----- Passage shown
The Dutch director’s latest feature plays Thessaloniki after its Toronto premiere

Whitetail

Source: Circe Films

‘Whitetail’

Dir/scr: Nanouk Leopold. Netherlands/Belgium/Ireland. 2025. 103mins

An Irishwoman is unable to move on from a tragic accident that occurred in her teens in Whitetail, the powerful new drama from Dutch director Nanouk Leopold. As in her previous features, such as It’s All So Quiet  (2013) and Wolfsbergen (2007), much of the drama happens between the lines; her characters aren’t very big talkers, or, at least not very communicative about their innermost feelings. Yet it’s hard to look away from the agony of this hardy woman of nature, played by Peaky Blinders star Natasha O’Keeffe. That performance, together with some striking cinematography, could help this arthouse drama travel following its Toronto premiere and berths in Chicago and Thessaloniki.

 Gives O’Keeffe a major showcase for her formidable talent 

British-born O’Keeffe, who has Irish parents, plays thirtysomething Jen, a no-nonsense ranger at a lush nature reserve in southern Ireland. She’s an almost comically hard worker who pays more attention to her job and the forest than to the local men who seem to be interested in her. Leopold, who also wrote the austere screenplay, opens the film with a prologue that contains the explanation for Jen’s stubborn behaviour. As a teenager, Jen (Abby Fitz) fooled around with her then-boyfriend Oscar (Seán Treacy) in the far end of the woods, and a terrible accident occurred that has left both of them scarred for life.

The drama really kicks off when the now grown-up Oscar (Aaron McCusker, Bohemian Rhapsody) returns to his parental home after the death of his mother. Having long managed to contain her grief, anger and hurt, Jen can’t really deal with the sudden arrival of the person with whom she shares a traumatic past. To make matters worse, Jen also has to deal with her widower father (Andrew Bennett, The Quiet Girl), who himself isn’t quite sure how to talk to his daughter about not only her adolescent trauma but about how he reacted to it — or failed to, in a sense.
----------
----- Entries
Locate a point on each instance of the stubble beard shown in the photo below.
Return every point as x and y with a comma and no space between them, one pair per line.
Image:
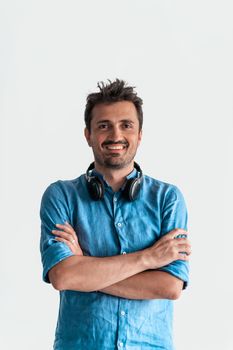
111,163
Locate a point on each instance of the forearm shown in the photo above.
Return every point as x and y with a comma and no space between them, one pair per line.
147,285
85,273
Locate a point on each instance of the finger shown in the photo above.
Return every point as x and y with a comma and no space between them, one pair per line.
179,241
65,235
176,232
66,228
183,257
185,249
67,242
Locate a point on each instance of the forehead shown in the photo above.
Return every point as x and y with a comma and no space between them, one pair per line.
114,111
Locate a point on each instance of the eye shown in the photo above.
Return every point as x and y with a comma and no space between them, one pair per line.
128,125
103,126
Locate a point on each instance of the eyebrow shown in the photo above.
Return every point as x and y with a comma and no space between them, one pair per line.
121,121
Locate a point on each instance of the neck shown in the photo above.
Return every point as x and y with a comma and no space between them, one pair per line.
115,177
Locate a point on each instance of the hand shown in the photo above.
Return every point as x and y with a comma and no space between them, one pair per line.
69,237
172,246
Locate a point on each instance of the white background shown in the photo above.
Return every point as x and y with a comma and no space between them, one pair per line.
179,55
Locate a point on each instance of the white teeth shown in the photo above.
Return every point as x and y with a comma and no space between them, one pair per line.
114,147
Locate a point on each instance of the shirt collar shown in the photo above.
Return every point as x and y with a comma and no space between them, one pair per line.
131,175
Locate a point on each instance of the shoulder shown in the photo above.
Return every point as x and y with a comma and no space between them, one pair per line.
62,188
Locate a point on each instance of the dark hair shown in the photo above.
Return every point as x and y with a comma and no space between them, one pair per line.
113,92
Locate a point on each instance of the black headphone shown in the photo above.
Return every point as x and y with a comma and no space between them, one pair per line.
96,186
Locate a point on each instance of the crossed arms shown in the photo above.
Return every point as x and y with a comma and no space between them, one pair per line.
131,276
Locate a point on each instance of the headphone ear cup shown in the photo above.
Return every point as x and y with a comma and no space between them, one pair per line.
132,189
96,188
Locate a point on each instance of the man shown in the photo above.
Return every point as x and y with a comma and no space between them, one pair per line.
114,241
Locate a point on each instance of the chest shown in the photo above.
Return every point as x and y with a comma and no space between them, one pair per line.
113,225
----------
▶ [Exercise]: Transcribe the part of the film review above that opens with the words containing "The drama really" and closes with "in a sense.".

▶ [Response below]:
The drama really kicks off when the now grown-up Oscar (Aaron McCusker, Bohemian Rhapsody) returns to his parental home after the death of his mother. Having long managed to contain her grief, anger and hurt, Jen can’t really deal with the sudden arrival of the person with whom she shares a traumatic past. To make matters worse, Jen also has to deal with her widower father (Andrew Bennett, The Quiet Girl), who himself isn’t quite sure how to talk to his daughter about not only her adolescent trauma but about how he reacted to it — or failed to, in a sense.